_Exercise brief_: In the passage on the two-brained catcat, please rename "meteor" to "asteroid" and write out the section that opens with the words "Okay, we've got" and closes with "like a dog.".

_Provided text_:
▶
The only issue I can see is this: Having two separate brains, one at each end, would almost invariably be detrimental - too complicated to coordinate. It would be more beneficial to have both heads wired to a central brain. So why did our catcat never develop that wiring?

Let's take a cue from the dinosaurs. The long-necked dinosaurs - like the Apatosaurus and the now-discredited Brontosaurus - were so large that nerve signals couldn't travel from tail to head fast enough to be useful, so they developed an auxiliary brain in the hip. Now, this was barely more than a nerve cluster, just enough to handle pain reactions, but it's reasonable to suppose that a predator might need something more complicated there. So let's make our prehistoric catcat huge, comparable to a blue whale in size. Nerve signals traveling from head to head would take seconds rather than milliseconds, and a single central brain would be infeasible. So the catcat would develop two separate brains, one in each head.

Now, to support this monster catcat, we need one heck of an ecosystem - a predator that large would need huge prey in order to keep it fed. So our Brontosaurus-sized catcat needs Stegosaurus-sized mice running around, or something similar.

Okay, we've got a catcat - but it's like a billion times bigger than we wanted. Let's say a catastrophe wipes out the big prey - like the meteor that killed the dinosaurs - forcing the catcat to shrink. It retains the two-brain structure as a vestigial trait, now that it's evolved other systems around it. Once the catcat is about the size of a sabertooth, humans do the rest of the work, domesticating it and breeding it for a more manageable size. Presto! Catcat.

But you didn't ask about catcats, you asked about catdogs. That's easy enough to work in at any point in the evolution. Maybe the giant prehistoric catcat finds it useful to specialize its heads slightly differently, making the creature more flexible as a predator. Or maybe humans decide asymmetry is preferable, and start selecting for catcats that have one head that looks more like a dog.
◀
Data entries
▶
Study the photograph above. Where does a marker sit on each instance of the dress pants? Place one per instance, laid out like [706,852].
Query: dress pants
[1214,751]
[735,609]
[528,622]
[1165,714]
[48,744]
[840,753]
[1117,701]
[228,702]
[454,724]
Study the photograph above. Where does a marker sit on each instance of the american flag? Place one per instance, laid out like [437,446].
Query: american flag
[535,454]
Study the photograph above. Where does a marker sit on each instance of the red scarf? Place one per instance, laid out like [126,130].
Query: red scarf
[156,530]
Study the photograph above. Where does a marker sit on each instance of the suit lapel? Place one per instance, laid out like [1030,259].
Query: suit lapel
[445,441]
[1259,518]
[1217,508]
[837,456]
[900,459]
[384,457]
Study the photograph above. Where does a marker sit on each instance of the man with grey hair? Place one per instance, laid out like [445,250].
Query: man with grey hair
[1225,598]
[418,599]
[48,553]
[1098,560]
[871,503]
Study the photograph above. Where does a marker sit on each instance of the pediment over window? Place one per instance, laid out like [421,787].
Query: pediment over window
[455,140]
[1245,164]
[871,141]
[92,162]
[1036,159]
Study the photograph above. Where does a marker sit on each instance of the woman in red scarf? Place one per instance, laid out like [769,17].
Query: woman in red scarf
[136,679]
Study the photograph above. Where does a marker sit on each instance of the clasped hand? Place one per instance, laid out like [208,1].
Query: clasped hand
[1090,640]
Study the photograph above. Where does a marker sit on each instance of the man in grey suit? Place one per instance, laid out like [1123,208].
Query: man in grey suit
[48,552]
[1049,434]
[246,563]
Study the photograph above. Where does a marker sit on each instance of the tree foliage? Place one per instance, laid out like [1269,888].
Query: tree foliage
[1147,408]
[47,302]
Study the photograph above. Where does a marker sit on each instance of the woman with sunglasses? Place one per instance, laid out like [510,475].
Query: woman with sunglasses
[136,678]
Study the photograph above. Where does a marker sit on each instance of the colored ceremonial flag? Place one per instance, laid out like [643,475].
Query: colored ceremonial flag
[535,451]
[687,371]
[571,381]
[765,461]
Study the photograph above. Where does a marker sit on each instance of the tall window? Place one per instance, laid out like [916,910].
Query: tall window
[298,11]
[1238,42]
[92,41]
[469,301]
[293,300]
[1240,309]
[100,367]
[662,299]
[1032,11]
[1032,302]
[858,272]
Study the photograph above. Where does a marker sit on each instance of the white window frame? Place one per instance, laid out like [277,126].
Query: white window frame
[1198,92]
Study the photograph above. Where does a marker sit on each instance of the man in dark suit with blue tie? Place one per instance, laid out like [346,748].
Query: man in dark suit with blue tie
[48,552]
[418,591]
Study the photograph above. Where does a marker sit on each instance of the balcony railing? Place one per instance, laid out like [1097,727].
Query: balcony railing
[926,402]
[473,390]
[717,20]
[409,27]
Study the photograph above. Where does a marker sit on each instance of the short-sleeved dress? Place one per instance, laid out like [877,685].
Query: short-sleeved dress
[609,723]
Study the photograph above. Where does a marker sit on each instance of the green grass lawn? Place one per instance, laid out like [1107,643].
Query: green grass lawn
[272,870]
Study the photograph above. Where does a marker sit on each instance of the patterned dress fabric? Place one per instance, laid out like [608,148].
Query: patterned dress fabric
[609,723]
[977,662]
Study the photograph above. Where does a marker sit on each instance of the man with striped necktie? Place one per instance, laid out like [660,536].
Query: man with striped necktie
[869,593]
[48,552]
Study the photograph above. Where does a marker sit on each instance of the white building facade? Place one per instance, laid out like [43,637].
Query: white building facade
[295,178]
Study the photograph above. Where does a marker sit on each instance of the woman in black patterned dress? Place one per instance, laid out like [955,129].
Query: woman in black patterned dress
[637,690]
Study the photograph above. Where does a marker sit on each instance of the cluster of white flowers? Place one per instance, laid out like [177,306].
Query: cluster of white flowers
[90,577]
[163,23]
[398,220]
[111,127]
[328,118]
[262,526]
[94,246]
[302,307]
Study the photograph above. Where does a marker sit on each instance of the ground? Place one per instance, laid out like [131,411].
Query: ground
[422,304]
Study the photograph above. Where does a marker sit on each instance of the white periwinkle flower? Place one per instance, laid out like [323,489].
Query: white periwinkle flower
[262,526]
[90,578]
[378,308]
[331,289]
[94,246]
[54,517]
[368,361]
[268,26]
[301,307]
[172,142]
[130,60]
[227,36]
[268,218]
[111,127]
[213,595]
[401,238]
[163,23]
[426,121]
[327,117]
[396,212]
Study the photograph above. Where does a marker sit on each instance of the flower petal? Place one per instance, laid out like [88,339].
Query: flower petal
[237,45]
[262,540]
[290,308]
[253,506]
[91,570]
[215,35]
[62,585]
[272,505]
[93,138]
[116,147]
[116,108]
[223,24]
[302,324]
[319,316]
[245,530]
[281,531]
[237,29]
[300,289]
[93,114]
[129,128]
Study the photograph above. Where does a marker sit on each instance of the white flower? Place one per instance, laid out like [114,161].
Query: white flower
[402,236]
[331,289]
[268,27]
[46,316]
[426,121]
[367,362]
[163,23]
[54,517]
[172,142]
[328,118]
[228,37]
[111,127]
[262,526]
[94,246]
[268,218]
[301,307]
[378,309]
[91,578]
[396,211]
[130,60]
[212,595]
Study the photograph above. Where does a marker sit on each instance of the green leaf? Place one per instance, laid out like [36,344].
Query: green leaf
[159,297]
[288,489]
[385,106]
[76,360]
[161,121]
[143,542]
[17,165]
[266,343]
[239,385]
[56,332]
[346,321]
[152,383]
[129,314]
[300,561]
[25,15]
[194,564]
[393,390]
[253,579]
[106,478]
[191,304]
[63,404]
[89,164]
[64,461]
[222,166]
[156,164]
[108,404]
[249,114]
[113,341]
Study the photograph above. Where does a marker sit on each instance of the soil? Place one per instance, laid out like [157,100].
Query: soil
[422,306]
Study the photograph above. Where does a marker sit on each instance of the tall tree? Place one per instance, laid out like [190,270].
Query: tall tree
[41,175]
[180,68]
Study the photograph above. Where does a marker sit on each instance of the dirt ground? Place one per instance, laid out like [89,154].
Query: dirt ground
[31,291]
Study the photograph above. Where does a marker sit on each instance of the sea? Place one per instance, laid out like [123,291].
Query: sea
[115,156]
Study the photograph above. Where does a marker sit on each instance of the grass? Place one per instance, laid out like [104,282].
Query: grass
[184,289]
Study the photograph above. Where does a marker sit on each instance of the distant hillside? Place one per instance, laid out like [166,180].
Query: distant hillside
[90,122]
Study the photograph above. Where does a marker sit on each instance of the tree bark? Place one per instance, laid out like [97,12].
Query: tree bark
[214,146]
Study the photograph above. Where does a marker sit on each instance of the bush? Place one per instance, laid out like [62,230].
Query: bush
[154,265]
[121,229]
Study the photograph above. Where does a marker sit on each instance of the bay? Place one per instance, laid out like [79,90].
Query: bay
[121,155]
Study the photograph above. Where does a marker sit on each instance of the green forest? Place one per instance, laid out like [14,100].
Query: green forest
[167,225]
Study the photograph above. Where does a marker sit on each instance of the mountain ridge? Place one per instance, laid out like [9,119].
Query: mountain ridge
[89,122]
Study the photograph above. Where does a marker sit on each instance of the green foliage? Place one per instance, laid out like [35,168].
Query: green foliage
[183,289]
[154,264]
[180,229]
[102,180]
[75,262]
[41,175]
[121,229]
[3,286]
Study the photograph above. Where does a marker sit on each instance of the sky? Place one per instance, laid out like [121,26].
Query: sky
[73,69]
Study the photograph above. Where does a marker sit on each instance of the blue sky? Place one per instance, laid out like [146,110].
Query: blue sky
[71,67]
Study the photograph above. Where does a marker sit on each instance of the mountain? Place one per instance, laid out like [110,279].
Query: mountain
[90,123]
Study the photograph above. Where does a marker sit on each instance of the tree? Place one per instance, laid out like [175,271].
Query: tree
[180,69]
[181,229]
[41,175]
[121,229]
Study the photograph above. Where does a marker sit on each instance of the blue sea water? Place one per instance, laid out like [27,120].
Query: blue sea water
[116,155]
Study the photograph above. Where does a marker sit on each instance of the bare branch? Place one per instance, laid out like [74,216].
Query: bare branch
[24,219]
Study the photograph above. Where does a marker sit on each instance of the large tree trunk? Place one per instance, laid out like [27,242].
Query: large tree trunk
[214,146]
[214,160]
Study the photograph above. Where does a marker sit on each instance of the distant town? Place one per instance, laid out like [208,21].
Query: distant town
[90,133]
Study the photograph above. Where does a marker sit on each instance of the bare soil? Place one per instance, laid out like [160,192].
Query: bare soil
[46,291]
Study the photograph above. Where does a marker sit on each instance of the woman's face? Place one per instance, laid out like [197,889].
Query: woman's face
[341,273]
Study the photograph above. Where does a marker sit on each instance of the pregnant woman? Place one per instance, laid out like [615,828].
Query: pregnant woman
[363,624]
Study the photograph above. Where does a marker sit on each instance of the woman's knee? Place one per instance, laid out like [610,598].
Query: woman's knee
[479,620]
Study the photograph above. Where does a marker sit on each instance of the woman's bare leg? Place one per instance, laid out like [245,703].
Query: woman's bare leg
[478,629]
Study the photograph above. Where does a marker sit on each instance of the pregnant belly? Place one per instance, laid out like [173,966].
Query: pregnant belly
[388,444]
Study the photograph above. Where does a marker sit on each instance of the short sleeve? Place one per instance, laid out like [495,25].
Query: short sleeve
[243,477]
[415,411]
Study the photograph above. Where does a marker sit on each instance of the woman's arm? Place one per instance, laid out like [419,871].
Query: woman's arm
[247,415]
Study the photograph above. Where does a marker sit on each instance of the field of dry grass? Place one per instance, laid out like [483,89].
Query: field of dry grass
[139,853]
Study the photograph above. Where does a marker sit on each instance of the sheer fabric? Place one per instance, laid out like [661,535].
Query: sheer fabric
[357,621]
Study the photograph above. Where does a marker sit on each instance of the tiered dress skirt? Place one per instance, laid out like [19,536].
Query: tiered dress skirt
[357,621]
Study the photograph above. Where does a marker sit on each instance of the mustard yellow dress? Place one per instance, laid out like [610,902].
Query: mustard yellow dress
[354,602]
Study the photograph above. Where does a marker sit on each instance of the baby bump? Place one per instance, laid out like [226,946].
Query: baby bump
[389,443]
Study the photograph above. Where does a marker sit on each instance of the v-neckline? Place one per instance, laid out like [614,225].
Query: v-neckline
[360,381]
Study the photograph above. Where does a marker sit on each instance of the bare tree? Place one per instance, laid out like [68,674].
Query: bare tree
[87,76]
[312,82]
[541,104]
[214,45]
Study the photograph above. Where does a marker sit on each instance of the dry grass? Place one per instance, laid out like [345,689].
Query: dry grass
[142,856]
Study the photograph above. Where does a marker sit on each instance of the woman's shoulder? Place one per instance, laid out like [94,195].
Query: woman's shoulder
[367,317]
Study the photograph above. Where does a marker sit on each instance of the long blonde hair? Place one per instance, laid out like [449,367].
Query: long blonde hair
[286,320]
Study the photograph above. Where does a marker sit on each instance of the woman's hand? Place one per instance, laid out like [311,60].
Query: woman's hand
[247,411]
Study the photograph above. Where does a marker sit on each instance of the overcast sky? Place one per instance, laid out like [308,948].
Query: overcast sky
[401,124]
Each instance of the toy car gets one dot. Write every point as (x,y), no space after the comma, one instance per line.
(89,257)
◀
_Solution_:
Okay, we've got a catcat - but it's like a billion times bigger than we wanted. Let's say a catastrophe wipes out the big prey - like the asteroid that killed the dinosaurs - forcing the catcat to shrink. It retains the two-brain structure as a vestigial trait, now that it's evolved other systems around it. Once the catcat is about the size of a sabertooth, humans do the rest of the work, domesticating it and breeding it for a more manageable size. Presto! Catcat.

But you didn't ask about catcats, you asked about catdogs. That's easy enough to work in at any point in the evolution. Maybe the giant prehistoric catcat finds it useful to specialize its heads slightly differently, making the creature more flexible as a predator. Or maybe humans decide asymmetry is preferable, and start selecting for catcats that have one head that looks more like a dog.